→ **Task objective**: When you repeat the entries below, please keep them exact and leave out the pictures.

*** Opening of Data for this task ***

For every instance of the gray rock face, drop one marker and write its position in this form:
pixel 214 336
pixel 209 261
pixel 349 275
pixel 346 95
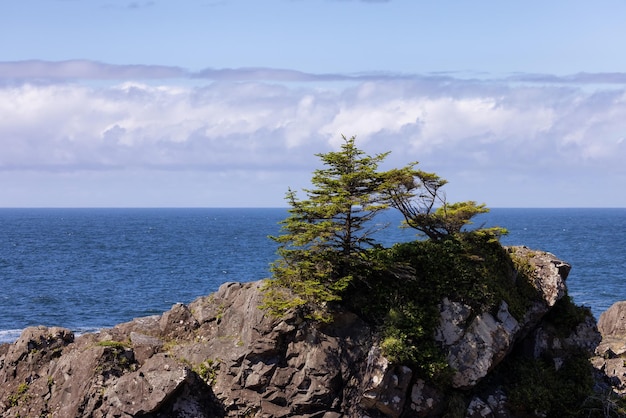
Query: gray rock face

*** Close of Data for this task ***

→ **Answer**:
For every instance of the gray rock face, drop one marker and write its position in this form:
pixel 214 336
pixel 209 261
pixel 349 275
pixel 346 95
Query: gray rock face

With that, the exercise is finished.